> _Task brief_
Look in the material below for the line with "Note: mark the slate" and the line with "Note: mark the residential", then set down exactly those two lines and all lines between, nothing more.

> _Given entries_
====

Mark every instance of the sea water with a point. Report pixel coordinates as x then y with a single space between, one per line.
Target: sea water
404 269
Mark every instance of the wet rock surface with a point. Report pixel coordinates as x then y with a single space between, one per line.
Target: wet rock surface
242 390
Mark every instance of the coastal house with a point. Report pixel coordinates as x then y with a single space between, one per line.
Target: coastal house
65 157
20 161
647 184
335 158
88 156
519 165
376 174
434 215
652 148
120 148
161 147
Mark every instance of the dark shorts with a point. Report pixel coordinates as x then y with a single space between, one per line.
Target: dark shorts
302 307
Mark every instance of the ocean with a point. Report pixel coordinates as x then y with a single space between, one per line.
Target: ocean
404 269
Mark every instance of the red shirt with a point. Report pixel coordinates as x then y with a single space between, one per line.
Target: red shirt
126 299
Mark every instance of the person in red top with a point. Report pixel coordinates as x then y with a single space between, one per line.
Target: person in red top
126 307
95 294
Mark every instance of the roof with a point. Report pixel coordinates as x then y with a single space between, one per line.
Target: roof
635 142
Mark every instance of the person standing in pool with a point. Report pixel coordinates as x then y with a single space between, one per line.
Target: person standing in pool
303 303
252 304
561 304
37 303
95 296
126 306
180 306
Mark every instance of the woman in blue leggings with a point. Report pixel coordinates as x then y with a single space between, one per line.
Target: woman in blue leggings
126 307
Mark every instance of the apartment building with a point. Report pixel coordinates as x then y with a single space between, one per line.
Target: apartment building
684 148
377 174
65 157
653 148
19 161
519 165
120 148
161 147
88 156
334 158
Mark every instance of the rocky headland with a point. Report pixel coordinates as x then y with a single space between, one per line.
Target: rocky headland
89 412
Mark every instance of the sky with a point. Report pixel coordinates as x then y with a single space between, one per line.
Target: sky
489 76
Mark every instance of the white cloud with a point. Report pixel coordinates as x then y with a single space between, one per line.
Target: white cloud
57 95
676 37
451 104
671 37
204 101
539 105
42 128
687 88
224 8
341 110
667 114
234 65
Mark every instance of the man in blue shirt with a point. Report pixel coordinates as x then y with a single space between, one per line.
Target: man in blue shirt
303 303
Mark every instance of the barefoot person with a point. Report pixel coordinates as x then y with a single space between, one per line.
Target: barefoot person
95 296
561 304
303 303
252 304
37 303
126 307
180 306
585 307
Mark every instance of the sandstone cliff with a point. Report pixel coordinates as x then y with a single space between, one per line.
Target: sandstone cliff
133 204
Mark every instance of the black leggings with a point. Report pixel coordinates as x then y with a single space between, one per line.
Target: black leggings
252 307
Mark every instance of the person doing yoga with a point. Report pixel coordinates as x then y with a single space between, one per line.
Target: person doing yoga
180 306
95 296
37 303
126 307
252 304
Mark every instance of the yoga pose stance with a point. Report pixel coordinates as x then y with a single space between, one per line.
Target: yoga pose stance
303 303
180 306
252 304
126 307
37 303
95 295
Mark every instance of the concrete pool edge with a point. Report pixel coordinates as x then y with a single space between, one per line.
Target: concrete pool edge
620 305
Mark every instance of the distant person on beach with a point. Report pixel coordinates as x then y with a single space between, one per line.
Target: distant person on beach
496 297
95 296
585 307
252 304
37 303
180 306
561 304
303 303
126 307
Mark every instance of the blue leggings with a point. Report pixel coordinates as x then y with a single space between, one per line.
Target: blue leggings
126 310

====

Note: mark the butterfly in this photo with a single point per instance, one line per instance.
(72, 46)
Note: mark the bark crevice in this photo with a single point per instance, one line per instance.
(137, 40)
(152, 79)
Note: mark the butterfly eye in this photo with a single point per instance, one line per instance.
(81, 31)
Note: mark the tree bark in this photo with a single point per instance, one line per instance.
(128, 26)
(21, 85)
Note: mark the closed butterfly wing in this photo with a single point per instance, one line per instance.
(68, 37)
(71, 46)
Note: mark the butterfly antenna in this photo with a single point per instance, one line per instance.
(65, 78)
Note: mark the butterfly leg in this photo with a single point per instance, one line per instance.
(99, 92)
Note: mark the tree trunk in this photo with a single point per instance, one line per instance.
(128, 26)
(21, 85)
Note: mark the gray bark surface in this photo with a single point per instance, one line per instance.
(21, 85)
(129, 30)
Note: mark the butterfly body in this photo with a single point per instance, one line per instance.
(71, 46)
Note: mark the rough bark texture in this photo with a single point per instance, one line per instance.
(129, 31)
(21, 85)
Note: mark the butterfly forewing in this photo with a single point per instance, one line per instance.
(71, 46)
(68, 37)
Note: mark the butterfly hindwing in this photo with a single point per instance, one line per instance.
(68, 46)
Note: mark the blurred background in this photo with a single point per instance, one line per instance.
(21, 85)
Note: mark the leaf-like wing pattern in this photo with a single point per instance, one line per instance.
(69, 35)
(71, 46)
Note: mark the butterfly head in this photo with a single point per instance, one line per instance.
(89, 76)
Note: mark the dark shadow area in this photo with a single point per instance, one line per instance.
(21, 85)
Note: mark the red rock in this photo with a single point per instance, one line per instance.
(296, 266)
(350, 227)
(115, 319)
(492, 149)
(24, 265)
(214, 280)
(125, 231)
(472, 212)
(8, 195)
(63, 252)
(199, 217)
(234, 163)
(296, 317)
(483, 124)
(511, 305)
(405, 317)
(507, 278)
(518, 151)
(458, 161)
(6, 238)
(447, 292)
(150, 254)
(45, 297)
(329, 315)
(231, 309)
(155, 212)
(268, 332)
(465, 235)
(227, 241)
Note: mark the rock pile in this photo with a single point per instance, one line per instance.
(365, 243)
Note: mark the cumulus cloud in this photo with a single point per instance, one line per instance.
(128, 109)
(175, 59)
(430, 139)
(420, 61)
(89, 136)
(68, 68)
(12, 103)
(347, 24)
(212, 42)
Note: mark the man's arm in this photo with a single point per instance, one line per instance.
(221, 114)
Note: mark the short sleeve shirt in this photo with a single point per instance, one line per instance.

====

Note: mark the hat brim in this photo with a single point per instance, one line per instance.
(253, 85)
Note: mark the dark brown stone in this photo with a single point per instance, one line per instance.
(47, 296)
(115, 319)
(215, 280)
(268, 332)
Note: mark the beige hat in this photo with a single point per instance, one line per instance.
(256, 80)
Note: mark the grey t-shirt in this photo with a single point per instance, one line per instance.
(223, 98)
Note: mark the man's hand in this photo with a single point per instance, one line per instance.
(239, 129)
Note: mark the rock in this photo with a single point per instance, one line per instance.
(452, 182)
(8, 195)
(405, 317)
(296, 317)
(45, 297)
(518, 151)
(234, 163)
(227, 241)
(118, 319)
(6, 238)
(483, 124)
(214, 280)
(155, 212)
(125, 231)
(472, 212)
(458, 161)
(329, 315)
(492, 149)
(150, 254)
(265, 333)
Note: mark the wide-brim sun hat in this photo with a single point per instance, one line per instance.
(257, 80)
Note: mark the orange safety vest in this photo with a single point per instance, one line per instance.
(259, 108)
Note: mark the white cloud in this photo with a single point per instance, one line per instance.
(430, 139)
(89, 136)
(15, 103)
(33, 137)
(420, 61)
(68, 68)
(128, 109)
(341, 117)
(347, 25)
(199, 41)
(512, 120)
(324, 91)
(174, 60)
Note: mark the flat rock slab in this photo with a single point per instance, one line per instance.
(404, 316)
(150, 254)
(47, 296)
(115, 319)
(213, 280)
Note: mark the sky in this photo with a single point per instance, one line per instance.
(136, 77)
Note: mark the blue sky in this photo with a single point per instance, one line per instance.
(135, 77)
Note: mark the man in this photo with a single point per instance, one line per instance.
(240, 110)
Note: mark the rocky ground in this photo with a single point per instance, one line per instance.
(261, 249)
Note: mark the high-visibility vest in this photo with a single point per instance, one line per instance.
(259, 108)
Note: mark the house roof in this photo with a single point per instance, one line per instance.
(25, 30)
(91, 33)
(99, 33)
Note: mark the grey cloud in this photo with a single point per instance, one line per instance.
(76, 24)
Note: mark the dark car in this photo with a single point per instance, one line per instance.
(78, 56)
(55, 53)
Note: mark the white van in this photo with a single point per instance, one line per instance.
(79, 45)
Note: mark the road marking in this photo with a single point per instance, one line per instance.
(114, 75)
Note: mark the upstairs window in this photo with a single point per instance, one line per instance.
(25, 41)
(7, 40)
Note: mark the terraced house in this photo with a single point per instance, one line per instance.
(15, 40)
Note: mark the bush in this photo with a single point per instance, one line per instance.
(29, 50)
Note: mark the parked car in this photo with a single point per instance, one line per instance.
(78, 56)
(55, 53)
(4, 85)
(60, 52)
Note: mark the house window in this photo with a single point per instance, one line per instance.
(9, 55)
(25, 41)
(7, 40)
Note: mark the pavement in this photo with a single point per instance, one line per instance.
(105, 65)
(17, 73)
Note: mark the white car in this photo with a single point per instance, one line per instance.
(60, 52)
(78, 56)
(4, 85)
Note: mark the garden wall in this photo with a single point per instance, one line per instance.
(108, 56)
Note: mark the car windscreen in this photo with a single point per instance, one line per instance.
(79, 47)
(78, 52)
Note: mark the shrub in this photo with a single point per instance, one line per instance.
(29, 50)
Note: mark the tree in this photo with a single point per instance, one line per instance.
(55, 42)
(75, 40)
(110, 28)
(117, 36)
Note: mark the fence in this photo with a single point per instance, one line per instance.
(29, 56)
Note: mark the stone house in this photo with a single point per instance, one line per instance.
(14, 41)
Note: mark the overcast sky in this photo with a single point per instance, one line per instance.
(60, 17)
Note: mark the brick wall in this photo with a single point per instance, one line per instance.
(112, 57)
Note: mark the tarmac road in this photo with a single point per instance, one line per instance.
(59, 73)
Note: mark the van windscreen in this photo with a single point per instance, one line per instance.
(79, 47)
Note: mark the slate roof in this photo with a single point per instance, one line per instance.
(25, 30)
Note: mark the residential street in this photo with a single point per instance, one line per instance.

====

> _Response to this task_
Note: mark the slate roof in this photo with a single point per instance, one line per instance.
(25, 30)
Note: mark the residential street in this photo with a single point per instance, one line per instance.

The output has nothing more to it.